#### [AIM]
Copy the part of the snow-tire forum thread starting with "yea, people had" and going on through "(Nov 25, 2009)", putting "main entrance" in place of "front door".

# tires?



## jeepwannab (Jan 30, 2008)

i know theres lots of info on tires, but i have a dumb question,

how are dakota dafinty m/t's for plowing?

i need tires for one of my wranglers, and 1 maybe 2 of my k2500,

i want something practical and good looking, pondering on bfg a/t's or d.d. m/ts, but.. we get heavy snowfalls (18+in) 2 or 3 time a month and getting stuck cant be avoided, its not so much the drivers because alot of the other snow plow drivers get stuck like crazy also, but what im thinking is i had a wrangler with bfg m/ts and i usally could dig my way out having tires with paddles, compared to, blizzacks, general grabber a/t2, or goodyear wranglers, i would buy the m/ts in a heart beat but im worried about, plowing on the ice, or slippery packy snow, and daily driving

any and all help is needed, thanks!!

heres some pics of our 4ft snow storm last year, have more if you want to see them

































heres more pics posted by newzjunky:

http://deathby1000papercuts.com/2008/03/global-warming-12-feet-of-snow-hits-watertown-ny/


----------



## blk90s13 (Sep 1, 2005)

That is freaky


----------



## jeepwannab (Jan 30, 2008)

yea, people had to use there bedroom windows as their front door, it was even more scary for the people with the direct vent furnices and hot water heaters that vent from the side of there house


----------



## MarineSniper (Nov 25, 2009)

I threw a set of the Dakota Definity MTs on my F250 SD- was a bit hesitant at first. Really great tire for the $$. Having run BFG MTs, among a lot of others through the years, the Definity runs quietier, and is seriously a very good value (especially the buy 3 get one free deal). Tried to get a set for my 94 YJ but they do not come in a 215/75/R15 (I think the smallest was 235/75/15) according to my local Pep Boys.


----------



## blk90s13 (Sep 1, 2005)

#### [GIVEN DATA]

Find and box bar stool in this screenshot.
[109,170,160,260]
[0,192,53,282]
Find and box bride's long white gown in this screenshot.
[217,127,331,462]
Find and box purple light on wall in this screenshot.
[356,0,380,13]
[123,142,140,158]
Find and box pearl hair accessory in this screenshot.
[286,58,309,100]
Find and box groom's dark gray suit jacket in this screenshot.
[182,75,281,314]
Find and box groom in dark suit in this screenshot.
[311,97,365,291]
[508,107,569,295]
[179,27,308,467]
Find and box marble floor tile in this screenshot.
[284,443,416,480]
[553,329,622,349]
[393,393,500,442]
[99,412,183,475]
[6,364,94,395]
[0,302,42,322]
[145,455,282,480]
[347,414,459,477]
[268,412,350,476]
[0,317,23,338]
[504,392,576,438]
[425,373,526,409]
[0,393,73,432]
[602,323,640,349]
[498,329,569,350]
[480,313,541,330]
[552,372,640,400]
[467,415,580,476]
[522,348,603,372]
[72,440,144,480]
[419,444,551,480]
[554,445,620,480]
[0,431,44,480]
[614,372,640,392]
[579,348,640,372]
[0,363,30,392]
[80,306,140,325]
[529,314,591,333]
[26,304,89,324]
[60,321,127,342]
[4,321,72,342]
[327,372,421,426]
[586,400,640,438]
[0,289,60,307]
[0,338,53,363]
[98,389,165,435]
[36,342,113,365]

* * *

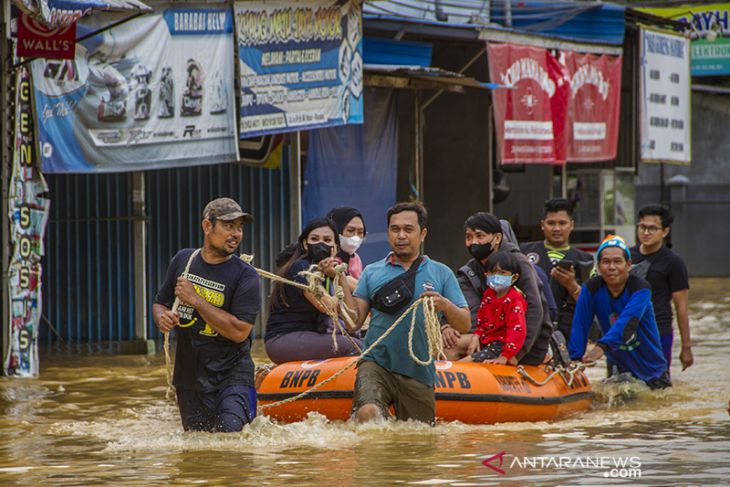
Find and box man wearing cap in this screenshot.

#### [ANSWER TO THE PROBLEM]
yea, people had to use there bedroom windows as their main entrance, it was even more scary for the people with the direct vent furnices and hot water heaters that vent from the side of there house


----------



## MarineSniper (Nov 25, 2009)